# DOCUMENT SEGMENT
....................
On Feb. 28, heindicted Lee Jae-yong,the third-generation scion of the family that runs Samsung, on charges of giving or promising $38 million in bribes to Ms. Park and Ms. Choi. He also added a bribery charge to the case against Ms. Choi, who is already on trial.
Mr. Lee offered the bribes in return for political favors from Ms. Park, most notably government support for a merger of two Samsung affiliates in 2015 that helped him inherit corporate control of the Samsung conglomerate from his incapacitated father, Lee Kun-hee, the prosecutor said.
Acting on Ms. Park’s order, her aides forced the government-controlled National Pension Service, a major shareholder at the two Samsung companies, to vote for the merger, though it was opposed by many minority shareholders and devalued the pension fund’s own stocks there, the prosecutor said.
On Monday, Samsung denied the special prosecutor’s findings.
“Samsung has not paid bribes nor made improper requests seeking favors,” it said in a statement. “Future court proceedings will reveal the truth.”
On Monday, Mr. Park, the special prosecutor, said that the president should also face a criminal charge of abusing official power, saying she conspired with aides to blacklist thousands of artists, writers, and movie directors deemed unfriendly to her government and exclude them from government-funded support programs.
Ms. Park also fired three senior Culture Ministry officials who had been reluctant to discriminate against some of the 9,473 names on the list, the prosecutor said. She demoted and later fired another senior ministry official who had angered Ms. Choi, her friend, by investigating allegations of corruption involving her family, the prosecutor said.
....................
# TASK SET
A - Answer these from the report on the Samsung bribery case, one per line:
(i) How much in bribes was Lee Jae-yong charged with giving or promising?
(ii) Which government-controlled body was made to vote for the merger?
(iii) How many names were on the blacklist?
B - List every kind of person the report on the Samsung bribery case says was put on the blacklist.
C - Extend the report on the Samsung bribery case and the blacklist by writing what comes after its final sentence.
The items that follow the report were drawn from a separate source.

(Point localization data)
....................
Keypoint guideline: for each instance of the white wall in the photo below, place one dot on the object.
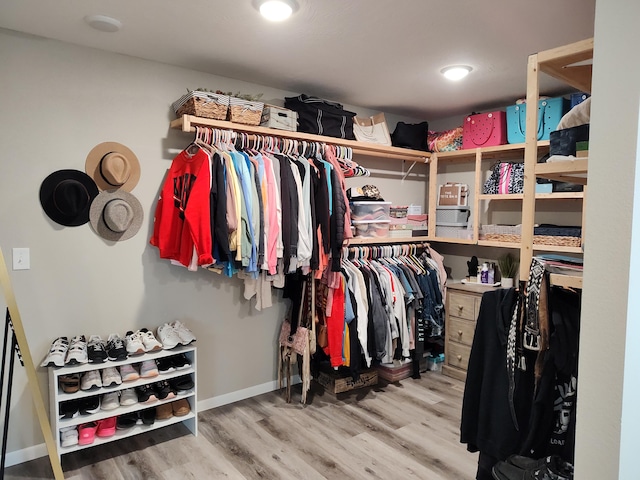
(58, 102)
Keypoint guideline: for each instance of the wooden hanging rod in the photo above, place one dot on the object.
(187, 123)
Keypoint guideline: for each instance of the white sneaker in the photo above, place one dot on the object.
(148, 369)
(133, 341)
(57, 353)
(186, 335)
(90, 380)
(168, 336)
(128, 373)
(110, 376)
(77, 352)
(128, 396)
(151, 344)
(110, 401)
(68, 436)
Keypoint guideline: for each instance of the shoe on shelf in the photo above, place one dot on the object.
(127, 420)
(186, 335)
(69, 436)
(90, 380)
(182, 383)
(148, 369)
(106, 427)
(128, 373)
(148, 416)
(87, 433)
(57, 353)
(180, 361)
(128, 396)
(165, 365)
(163, 390)
(89, 405)
(133, 341)
(69, 383)
(110, 401)
(111, 377)
(168, 336)
(146, 394)
(77, 352)
(69, 409)
(180, 407)
(115, 348)
(150, 342)
(96, 349)
(164, 411)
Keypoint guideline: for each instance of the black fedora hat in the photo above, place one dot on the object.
(66, 197)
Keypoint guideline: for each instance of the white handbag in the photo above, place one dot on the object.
(372, 129)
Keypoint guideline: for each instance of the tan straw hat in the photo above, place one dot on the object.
(113, 166)
(116, 215)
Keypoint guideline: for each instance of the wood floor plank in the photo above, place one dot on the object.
(405, 429)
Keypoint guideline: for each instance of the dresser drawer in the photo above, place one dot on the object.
(458, 355)
(461, 331)
(462, 306)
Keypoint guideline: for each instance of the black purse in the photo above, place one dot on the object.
(411, 135)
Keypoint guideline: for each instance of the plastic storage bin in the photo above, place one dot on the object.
(550, 112)
(370, 211)
(453, 216)
(371, 229)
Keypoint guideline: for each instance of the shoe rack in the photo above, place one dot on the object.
(57, 396)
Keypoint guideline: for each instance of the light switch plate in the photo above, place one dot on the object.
(21, 260)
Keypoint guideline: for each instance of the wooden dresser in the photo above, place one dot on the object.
(462, 307)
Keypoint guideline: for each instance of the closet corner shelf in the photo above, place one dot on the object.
(487, 153)
(187, 123)
(565, 63)
(566, 281)
(574, 171)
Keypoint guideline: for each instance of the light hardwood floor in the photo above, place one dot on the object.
(407, 429)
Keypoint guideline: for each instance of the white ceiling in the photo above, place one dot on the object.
(381, 54)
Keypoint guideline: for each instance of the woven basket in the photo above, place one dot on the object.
(244, 111)
(203, 104)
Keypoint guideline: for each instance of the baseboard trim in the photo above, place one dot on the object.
(37, 451)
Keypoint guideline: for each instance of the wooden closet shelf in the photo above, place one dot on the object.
(187, 123)
(566, 63)
(574, 171)
(488, 153)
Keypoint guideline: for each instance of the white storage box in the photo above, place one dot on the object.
(453, 216)
(371, 229)
(280, 118)
(372, 211)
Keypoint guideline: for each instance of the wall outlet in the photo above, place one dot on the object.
(21, 260)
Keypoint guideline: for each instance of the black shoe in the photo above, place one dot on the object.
(163, 390)
(69, 409)
(165, 365)
(145, 394)
(181, 383)
(127, 420)
(180, 361)
(148, 416)
(96, 349)
(89, 405)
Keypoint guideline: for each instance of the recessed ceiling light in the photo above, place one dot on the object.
(456, 72)
(103, 23)
(276, 10)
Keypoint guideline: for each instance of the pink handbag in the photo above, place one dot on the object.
(484, 130)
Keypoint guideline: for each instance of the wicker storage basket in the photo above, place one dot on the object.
(244, 111)
(203, 104)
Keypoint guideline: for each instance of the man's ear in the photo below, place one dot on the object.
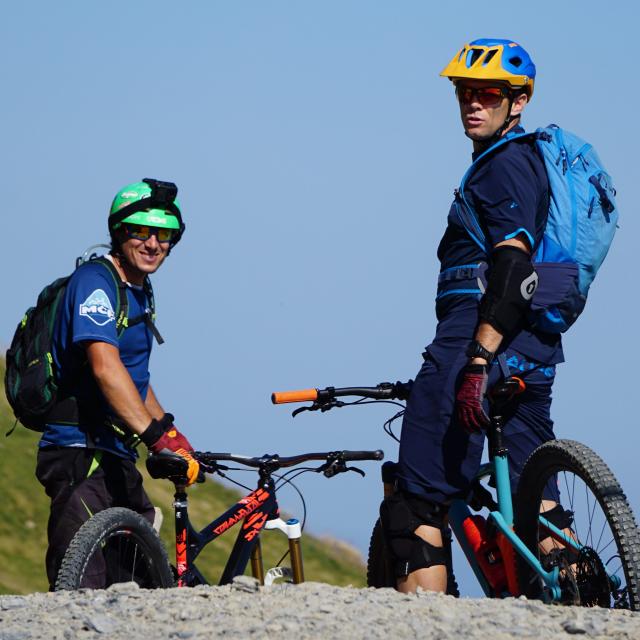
(518, 104)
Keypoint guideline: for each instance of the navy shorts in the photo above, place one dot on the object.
(438, 459)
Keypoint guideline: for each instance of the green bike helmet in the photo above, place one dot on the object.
(150, 202)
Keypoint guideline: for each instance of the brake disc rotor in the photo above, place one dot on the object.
(592, 579)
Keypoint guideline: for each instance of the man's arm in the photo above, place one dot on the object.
(118, 388)
(489, 337)
(152, 404)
....................
# RESPONSES IN ORDER
A -
(i) $38 million
(ii) The National Pension Service
(iii) 9,473

B - Artists, writers, and movie directors

C -
While blackballing unfriendly artists, Ms. Park’s office ensured that pro-government civic groups received special favors, he said.
It asked the Federation of Korean Industries, which lobbies on behalf of Samsung and other big businesses, to provide $5.9 million for those groups between 2014 and 2016, the special prosecutor said. Some of those groups, like the right-wing Korea Parent Federation, have held noisy protests in downtown Seoul calling the critics of Ms. Park “commies.”
Besides Samsung, scores of other South Korean companies were found to have made payments to two foundations controlled by Ms. Choi. But on Monday, the special prosecutor did not recommend further actions against them, and state prosecutors had earlier said that those companies were coerced to donate and were not engaged in bribery.
Ms. Park has repeatedly denied any legal wrongdoing, insisting that she was framed by hostile political forces and that she was not aware of any criminal conspiracy by Ms. Choi. She said she only let Ms. Choi edit some of her speeches and run her personal errands.
On Monday, the special prosecutor said Ms. Park and Ms. Choi had 573 phone conversations between April and October last year using cell phones issued under borrowed names. Of these calls, 127 took place between September, when Ms. Choi left for Germany, and October when she returned home to be arrested.
The prosecutor accused Ms. Park of impeding his investigation. She refused to be questioned by his investigators and also did not allow them to search her office. As a result, he said his team could not fully determine what she was doing at her residence for seven hours in April 2014, when a ferry loaded with hundreds of schoolchildren sank, killing more than 300.
Ms. Park said she was working at the time, getting reports on the disaster. But she has been haunted by lurid rumors, some of them claiming that she was having a romantic encounter or undergoing plastic surgery.
On Monday, the prosecutor said a cosmetic surgeon gave Ms. Park at least five simple face-lifting operations at her residence between 2013 and 2016. Even unlicensed people visited her there to give her nutritional shots and help her with kinesiotherapy and reiki, a form of traditional healing. But investigators could not find evidence that such things took place on the day of the ferry disaster.